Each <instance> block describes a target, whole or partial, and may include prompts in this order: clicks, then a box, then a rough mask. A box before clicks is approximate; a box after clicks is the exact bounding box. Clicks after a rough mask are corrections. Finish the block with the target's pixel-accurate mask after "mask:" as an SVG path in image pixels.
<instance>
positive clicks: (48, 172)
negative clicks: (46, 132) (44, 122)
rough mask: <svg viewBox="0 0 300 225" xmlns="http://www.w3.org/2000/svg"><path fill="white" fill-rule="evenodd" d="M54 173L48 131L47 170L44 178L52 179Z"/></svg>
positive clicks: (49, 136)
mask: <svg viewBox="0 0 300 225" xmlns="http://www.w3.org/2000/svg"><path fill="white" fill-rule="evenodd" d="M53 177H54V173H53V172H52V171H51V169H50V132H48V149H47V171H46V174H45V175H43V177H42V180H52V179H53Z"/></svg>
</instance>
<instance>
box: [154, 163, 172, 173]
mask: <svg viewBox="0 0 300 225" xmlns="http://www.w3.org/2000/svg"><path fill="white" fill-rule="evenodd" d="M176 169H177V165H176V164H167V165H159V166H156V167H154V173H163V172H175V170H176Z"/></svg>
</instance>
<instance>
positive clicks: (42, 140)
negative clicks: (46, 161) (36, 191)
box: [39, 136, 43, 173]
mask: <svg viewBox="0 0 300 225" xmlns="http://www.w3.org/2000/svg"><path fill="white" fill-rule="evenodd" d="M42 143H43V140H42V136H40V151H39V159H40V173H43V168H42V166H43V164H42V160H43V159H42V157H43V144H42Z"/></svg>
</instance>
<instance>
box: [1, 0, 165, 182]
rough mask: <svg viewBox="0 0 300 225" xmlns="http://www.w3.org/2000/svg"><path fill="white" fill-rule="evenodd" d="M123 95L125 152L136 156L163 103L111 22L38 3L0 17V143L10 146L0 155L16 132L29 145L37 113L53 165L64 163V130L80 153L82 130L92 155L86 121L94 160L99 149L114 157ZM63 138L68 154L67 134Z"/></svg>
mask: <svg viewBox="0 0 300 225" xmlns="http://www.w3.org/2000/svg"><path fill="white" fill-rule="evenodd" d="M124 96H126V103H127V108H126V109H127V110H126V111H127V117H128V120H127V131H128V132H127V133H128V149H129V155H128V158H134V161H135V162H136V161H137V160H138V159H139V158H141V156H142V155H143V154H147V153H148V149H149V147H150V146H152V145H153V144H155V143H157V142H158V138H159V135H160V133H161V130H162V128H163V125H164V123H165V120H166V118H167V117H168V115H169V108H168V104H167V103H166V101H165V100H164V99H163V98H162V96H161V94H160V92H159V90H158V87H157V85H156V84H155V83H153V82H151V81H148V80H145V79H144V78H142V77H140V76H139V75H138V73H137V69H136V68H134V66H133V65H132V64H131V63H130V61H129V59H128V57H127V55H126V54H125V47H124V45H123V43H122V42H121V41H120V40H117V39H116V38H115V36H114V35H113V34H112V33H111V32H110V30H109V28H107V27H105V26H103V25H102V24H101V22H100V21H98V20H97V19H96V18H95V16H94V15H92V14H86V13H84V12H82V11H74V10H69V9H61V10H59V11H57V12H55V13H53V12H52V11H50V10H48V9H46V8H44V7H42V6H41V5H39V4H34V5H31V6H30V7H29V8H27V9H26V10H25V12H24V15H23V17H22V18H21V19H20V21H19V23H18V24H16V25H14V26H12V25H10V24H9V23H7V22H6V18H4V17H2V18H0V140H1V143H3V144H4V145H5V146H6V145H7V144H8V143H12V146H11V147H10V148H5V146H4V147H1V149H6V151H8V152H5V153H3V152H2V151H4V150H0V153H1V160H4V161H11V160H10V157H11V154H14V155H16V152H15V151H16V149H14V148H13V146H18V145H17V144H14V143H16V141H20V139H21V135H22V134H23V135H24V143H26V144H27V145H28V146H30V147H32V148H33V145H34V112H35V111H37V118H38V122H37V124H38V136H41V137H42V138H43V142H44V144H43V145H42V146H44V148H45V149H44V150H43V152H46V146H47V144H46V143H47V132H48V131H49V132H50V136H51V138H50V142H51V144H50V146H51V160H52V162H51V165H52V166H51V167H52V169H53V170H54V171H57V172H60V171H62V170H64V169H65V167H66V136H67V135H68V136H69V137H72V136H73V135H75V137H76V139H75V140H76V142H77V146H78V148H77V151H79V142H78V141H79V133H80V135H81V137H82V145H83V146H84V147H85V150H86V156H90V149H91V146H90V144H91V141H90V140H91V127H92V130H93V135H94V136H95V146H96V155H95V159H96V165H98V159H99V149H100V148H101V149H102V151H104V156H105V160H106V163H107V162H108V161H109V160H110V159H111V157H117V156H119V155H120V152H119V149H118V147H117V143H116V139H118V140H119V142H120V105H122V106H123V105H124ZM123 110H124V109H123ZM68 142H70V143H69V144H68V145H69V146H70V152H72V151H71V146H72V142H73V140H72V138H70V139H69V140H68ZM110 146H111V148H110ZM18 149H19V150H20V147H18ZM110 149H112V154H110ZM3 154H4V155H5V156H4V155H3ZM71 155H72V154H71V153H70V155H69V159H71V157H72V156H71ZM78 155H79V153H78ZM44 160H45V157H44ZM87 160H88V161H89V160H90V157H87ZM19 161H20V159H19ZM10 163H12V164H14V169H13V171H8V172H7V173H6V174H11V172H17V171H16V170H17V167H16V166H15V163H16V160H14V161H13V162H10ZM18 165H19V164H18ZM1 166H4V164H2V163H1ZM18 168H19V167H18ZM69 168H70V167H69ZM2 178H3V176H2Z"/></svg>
-- -- --
--- Work order ---
Every line of the entries above that holds "negative" should be copied out.

--- Written answer ---
negative clicks: (46, 132) (44, 122)
negative clicks: (46, 161) (36, 191)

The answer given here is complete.